Copy the lines below word for word, beginning with the line that contains "the fishing line." and continuing through the final line, with both of those lines included.

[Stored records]

____

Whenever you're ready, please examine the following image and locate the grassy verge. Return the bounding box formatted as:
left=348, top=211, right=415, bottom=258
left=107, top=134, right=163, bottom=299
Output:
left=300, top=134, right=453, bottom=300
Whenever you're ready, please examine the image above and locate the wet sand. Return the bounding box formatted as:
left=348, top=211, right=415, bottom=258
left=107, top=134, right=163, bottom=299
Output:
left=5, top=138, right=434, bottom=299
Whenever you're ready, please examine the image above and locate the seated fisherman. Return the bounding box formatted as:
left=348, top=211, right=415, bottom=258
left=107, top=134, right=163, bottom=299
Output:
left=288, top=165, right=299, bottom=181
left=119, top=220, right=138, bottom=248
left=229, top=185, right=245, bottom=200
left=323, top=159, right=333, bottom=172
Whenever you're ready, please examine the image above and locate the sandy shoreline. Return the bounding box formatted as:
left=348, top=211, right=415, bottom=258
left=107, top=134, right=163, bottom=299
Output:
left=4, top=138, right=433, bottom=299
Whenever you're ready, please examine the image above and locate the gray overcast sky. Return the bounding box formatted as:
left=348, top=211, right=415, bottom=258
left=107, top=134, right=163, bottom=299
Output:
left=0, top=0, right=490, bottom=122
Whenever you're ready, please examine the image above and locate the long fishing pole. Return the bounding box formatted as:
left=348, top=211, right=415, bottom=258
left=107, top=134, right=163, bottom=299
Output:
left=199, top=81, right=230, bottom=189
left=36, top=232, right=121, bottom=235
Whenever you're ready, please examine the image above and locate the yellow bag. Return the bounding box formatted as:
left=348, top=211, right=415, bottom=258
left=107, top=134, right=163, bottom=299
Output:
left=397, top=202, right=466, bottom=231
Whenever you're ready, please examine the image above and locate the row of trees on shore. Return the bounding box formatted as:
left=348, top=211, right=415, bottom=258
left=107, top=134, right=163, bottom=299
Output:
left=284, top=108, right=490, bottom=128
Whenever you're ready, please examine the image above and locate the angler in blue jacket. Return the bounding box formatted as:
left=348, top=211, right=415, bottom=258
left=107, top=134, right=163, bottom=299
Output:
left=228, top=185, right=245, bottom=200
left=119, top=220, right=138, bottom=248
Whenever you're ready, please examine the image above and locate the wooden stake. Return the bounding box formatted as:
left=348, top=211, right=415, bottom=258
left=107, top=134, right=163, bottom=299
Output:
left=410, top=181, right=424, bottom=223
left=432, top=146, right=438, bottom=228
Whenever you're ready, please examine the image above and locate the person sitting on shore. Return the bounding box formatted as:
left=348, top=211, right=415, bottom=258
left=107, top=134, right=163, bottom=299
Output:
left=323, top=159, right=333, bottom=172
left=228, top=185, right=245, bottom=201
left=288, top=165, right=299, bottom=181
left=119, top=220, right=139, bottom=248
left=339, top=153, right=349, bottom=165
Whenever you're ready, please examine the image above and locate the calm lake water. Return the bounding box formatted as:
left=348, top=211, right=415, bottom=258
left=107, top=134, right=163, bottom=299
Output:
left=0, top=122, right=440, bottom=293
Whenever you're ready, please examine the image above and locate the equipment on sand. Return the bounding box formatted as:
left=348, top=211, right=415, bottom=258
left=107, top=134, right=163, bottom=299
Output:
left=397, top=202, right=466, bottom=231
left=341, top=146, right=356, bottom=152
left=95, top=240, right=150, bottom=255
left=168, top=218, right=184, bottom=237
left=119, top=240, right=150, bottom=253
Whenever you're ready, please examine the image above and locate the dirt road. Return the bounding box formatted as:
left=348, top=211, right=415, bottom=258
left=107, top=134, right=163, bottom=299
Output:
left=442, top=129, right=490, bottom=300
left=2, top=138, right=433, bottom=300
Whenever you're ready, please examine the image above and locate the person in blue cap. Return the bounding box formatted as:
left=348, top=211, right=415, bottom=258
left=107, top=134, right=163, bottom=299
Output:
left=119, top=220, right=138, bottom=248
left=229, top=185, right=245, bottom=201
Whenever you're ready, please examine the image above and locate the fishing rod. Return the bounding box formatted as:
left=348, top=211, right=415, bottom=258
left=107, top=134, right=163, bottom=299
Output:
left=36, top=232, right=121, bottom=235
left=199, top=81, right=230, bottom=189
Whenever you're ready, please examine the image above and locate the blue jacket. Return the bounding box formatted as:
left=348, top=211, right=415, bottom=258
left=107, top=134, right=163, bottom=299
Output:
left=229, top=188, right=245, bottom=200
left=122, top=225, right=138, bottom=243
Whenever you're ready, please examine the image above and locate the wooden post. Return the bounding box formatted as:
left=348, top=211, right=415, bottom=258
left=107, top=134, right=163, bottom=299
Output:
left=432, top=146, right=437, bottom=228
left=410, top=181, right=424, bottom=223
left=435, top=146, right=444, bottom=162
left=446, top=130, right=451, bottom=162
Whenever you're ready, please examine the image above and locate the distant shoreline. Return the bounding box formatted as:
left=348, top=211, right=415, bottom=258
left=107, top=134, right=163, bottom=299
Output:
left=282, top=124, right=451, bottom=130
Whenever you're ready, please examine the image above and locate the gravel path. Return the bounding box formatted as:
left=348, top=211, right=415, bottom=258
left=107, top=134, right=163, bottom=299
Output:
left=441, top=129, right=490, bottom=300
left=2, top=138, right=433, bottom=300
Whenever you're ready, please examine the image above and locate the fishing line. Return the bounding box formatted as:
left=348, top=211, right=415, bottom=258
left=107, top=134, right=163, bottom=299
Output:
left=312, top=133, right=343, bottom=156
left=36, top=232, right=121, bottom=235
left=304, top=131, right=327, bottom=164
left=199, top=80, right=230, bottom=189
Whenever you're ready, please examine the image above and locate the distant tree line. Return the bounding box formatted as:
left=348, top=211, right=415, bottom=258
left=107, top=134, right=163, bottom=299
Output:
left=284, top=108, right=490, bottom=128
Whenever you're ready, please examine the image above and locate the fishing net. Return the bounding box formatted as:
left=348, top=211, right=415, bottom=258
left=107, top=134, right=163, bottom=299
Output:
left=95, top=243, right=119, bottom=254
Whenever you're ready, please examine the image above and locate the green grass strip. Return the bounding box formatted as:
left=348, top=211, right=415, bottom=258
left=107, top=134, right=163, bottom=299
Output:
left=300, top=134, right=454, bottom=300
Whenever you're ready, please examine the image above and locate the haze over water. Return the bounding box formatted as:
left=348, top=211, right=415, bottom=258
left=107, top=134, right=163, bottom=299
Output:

____

■ **Final result**:
Whenever you're ready, please examine the image above and locate the fishing line. Return the bounding box formatted as:
left=348, top=211, right=415, bottom=258
left=107, top=134, right=163, bottom=299
Output:
left=312, top=133, right=343, bottom=156
left=36, top=232, right=121, bottom=235
left=304, top=131, right=327, bottom=164
left=199, top=80, right=230, bottom=189
Whenever you're ready, please examine the image above and locate the distant tree line. Return the bounding box formatted as:
left=348, top=211, right=415, bottom=258
left=107, top=134, right=163, bottom=299
Output:
left=284, top=108, right=490, bottom=128
Whenever you're ready, please examine the image above and locate the fishing net. Return the bounding box formatted as:
left=348, top=211, right=415, bottom=258
left=107, top=134, right=163, bottom=299
Output:
left=95, top=243, right=119, bottom=254
Whenever you're ready, please examine the image above and locate the green grass strip. Return the bounding box formatted as:
left=348, top=211, right=415, bottom=258
left=107, top=134, right=163, bottom=299
Output:
left=300, top=134, right=454, bottom=300
Whenever you're ready, please examine the image above and locate the haze over water. Return the bounding box formatted as:
left=348, top=211, right=415, bottom=258
left=107, top=134, right=163, bottom=299
Output:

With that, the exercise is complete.